START Data for analysis

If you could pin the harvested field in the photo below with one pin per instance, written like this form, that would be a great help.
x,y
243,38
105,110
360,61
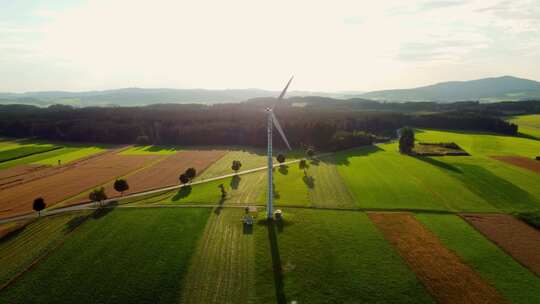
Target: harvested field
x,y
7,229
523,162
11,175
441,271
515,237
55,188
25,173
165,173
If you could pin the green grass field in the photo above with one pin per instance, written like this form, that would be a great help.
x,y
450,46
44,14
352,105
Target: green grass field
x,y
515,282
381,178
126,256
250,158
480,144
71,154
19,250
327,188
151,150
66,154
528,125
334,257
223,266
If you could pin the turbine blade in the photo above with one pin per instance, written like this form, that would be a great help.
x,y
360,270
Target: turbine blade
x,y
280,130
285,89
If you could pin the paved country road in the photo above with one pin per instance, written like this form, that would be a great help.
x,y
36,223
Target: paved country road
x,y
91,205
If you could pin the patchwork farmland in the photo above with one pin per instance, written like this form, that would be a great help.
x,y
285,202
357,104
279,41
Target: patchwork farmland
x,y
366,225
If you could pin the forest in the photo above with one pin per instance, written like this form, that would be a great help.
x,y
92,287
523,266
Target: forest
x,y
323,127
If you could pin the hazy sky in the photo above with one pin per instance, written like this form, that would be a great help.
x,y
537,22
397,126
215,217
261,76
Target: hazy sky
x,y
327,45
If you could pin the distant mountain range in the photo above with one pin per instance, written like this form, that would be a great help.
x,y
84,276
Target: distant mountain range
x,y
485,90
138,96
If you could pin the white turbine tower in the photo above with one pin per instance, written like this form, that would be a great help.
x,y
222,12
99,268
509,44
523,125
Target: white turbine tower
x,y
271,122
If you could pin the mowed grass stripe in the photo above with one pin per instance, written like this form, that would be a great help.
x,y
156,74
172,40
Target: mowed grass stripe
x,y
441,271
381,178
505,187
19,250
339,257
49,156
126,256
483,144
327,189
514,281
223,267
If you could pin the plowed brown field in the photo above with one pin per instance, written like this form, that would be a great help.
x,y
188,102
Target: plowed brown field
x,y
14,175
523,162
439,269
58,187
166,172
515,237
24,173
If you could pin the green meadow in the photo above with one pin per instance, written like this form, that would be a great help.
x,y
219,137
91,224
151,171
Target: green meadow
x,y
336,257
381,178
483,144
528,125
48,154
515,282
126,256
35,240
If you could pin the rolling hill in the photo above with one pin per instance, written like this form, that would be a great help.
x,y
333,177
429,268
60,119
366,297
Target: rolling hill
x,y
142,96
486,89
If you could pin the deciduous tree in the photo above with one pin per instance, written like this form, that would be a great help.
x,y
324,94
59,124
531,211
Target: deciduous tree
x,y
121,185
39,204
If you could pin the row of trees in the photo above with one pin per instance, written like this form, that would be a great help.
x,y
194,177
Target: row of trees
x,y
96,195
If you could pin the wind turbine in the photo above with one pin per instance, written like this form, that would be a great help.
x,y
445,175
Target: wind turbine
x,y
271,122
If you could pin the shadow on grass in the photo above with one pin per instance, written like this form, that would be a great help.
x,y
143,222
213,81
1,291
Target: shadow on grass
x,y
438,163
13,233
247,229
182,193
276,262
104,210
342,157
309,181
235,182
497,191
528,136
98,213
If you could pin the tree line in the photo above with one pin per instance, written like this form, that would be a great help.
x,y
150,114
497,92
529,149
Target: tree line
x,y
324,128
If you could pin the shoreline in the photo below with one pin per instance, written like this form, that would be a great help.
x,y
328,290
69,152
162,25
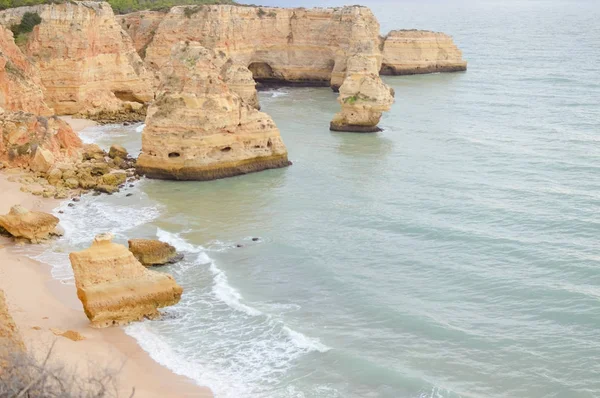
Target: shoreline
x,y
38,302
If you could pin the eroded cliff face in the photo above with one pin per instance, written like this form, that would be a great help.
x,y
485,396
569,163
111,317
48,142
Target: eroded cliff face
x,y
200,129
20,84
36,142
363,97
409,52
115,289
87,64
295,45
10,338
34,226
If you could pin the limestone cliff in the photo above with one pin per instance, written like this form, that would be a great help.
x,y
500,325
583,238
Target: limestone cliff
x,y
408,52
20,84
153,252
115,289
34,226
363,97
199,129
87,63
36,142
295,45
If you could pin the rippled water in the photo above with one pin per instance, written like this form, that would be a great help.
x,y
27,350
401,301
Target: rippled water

END Data for analysis

Check each line above for the word "rippled". Then state how many lines contain it, and nothing more.

2